A word-for-word copy of the entries is the only acceptable reply.

(Saved data entries)
^^^^^^^^

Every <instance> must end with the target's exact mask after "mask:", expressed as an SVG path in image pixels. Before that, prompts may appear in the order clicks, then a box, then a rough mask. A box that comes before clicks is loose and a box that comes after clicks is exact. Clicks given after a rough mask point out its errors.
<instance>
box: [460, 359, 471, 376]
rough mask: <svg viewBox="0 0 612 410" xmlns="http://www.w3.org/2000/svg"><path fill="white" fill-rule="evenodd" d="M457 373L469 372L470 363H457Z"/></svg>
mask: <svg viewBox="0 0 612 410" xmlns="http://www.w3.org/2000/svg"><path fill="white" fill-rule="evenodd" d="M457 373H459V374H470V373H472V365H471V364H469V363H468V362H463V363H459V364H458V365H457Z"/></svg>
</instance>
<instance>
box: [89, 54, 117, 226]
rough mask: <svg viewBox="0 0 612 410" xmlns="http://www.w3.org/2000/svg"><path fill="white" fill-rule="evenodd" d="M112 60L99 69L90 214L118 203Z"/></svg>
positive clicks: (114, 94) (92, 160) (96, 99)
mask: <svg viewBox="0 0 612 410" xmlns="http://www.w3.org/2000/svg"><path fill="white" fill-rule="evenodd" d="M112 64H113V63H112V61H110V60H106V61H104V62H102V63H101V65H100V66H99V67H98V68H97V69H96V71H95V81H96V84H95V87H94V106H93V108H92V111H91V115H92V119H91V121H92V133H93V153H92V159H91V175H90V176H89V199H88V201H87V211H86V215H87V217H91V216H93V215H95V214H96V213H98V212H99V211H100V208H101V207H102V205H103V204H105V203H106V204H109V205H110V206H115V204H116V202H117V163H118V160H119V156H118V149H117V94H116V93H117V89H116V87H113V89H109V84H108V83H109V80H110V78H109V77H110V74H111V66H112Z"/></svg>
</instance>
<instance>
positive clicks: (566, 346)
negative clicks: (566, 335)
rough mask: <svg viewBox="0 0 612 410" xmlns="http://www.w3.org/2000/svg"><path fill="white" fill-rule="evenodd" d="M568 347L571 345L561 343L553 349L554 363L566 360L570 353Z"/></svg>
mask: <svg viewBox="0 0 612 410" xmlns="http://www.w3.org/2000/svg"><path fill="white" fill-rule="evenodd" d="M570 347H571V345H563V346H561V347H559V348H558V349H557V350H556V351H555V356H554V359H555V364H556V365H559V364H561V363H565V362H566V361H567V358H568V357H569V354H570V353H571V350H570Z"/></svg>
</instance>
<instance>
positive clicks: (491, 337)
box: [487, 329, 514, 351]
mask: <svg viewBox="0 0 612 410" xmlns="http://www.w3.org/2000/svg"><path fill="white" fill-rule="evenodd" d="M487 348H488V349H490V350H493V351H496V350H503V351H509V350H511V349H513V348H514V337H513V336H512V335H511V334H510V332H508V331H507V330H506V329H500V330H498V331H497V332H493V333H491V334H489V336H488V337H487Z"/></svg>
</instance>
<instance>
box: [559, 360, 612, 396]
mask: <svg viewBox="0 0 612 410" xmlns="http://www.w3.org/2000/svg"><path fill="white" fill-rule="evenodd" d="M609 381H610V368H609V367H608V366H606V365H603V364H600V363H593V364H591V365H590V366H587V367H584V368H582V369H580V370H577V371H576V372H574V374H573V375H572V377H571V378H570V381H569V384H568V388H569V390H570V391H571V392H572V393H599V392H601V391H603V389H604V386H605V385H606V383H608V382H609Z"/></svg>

^^^^^^^^

§ **Response for this exercise**
Every <instance> must end with the target's exact mask after "mask:", expressed as an SVG path in image pixels. Before that, prompts may appear in the order clicks, then a box, then a rough mask. A box that comes before clicks is loose and a box that comes after clicks is exact. Clicks given after a rough mask point out its errors.
<instance>
box: [460, 359, 471, 376]
rough mask: <svg viewBox="0 0 612 410" xmlns="http://www.w3.org/2000/svg"><path fill="white" fill-rule="evenodd" d="M457 373L469 372L470 363H457Z"/></svg>
mask: <svg viewBox="0 0 612 410" xmlns="http://www.w3.org/2000/svg"><path fill="white" fill-rule="evenodd" d="M457 373H459V374H470V373H472V365H471V364H469V363H468V362H463V363H459V364H458V365H457Z"/></svg>
</instance>
<instance>
box: [89, 54, 117, 226]
rough mask: <svg viewBox="0 0 612 410" xmlns="http://www.w3.org/2000/svg"><path fill="white" fill-rule="evenodd" d="M112 60L99 69L90 214L118 203Z"/></svg>
positive clicks: (114, 94) (92, 160) (96, 99)
mask: <svg viewBox="0 0 612 410" xmlns="http://www.w3.org/2000/svg"><path fill="white" fill-rule="evenodd" d="M112 64H113V63H112V61H110V60H106V61H104V62H102V63H101V65H100V66H99V67H98V68H97V69H96V71H95V81H96V84H95V87H94V106H93V108H92V111H91V115H92V119H91V121H92V133H93V153H92V159H91V175H90V176H89V199H88V201H87V211H86V215H87V217H91V216H93V215H95V214H96V213H98V212H99V211H100V208H101V207H102V205H103V204H105V203H106V204H109V205H110V206H115V204H116V202H117V163H118V160H119V156H118V149H117V94H116V93H117V89H116V87H113V89H109V84H108V83H109V80H110V78H109V77H110V74H111V66H112Z"/></svg>
</instance>
<instance>
positive clicks: (566, 346)
negative clicks: (566, 335)
rough mask: <svg viewBox="0 0 612 410" xmlns="http://www.w3.org/2000/svg"><path fill="white" fill-rule="evenodd" d="M568 347L571 345L561 343L553 349L554 363L566 360L570 353Z"/></svg>
mask: <svg viewBox="0 0 612 410" xmlns="http://www.w3.org/2000/svg"><path fill="white" fill-rule="evenodd" d="M570 347H571V345H563V346H561V347H559V348H558V349H557V350H556V351H555V356H554V359H555V364H556V365H559V364H561V363H565V362H566V361H567V358H568V357H569V354H570V353H571V350H570Z"/></svg>
</instance>
<instance>
positive clicks: (491, 337)
box: [487, 329, 514, 351]
mask: <svg viewBox="0 0 612 410" xmlns="http://www.w3.org/2000/svg"><path fill="white" fill-rule="evenodd" d="M487 348H488V349H490V350H493V351H496V350H503V351H509V350H511V349H513V348H514V337H513V336H512V335H511V334H510V332H508V331H507V330H506V329H500V330H498V331H497V332H493V333H491V334H489V336H488V337H487Z"/></svg>
</instance>
<instance>
box: [559, 360, 612, 396]
mask: <svg viewBox="0 0 612 410" xmlns="http://www.w3.org/2000/svg"><path fill="white" fill-rule="evenodd" d="M609 381H610V368H609V367H608V366H606V365H603V364H600V363H593V364H591V365H590V366H587V367H584V368H582V369H580V370H577V371H576V372H574V374H573V375H572V377H571V378H570V381H569V384H568V388H569V390H570V391H571V392H572V393H599V392H601V391H603V389H604V386H605V385H606V383H608V382H609Z"/></svg>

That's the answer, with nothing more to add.